Brief
Starting with the line that contains "Pardon the request, but I'd like you to find every light", reproduce each line through the end of the listing below, with no other output.

Items from a labeling collection
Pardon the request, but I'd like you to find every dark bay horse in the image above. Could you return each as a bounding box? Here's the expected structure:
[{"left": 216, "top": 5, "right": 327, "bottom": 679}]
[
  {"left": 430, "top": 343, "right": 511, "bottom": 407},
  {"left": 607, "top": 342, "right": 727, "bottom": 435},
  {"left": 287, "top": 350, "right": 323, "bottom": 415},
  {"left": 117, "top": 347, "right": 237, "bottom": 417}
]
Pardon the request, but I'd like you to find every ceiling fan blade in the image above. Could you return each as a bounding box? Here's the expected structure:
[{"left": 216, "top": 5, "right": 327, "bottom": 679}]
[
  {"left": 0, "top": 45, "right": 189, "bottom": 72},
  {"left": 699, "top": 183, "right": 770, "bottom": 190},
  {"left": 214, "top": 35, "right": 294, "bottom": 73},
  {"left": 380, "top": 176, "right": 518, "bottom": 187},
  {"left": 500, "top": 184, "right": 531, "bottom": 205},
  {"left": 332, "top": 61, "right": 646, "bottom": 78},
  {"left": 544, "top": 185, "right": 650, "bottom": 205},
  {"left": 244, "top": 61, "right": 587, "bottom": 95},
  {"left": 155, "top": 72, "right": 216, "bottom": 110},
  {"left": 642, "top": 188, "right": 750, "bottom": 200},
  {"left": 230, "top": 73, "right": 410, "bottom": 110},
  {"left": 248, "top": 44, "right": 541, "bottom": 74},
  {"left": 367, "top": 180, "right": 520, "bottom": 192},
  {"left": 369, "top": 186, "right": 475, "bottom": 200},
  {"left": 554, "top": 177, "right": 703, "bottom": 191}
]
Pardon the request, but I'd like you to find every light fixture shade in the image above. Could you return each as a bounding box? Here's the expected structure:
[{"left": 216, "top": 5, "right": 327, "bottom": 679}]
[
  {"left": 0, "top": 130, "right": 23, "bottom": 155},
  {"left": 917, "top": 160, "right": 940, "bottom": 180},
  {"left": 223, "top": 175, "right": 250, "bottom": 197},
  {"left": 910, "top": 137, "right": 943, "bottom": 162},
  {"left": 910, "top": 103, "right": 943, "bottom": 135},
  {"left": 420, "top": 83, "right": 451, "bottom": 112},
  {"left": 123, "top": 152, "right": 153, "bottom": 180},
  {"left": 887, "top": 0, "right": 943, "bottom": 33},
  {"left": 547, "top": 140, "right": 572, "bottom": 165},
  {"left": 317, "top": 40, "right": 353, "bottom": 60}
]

Written reply
Pardon the request, but I'd like you to find every light fixture shade in the image above. Could you return each as a bounding box? Here's the expected structure:
[{"left": 216, "top": 5, "right": 327, "bottom": 679}]
[
  {"left": 0, "top": 130, "right": 23, "bottom": 155},
  {"left": 917, "top": 160, "right": 940, "bottom": 180},
  {"left": 223, "top": 175, "right": 250, "bottom": 197},
  {"left": 910, "top": 137, "right": 943, "bottom": 162},
  {"left": 910, "top": 103, "right": 943, "bottom": 135},
  {"left": 420, "top": 83, "right": 451, "bottom": 112},
  {"left": 123, "top": 152, "right": 153, "bottom": 180},
  {"left": 887, "top": 0, "right": 943, "bottom": 33},
  {"left": 547, "top": 140, "right": 572, "bottom": 165},
  {"left": 317, "top": 40, "right": 353, "bottom": 60}
]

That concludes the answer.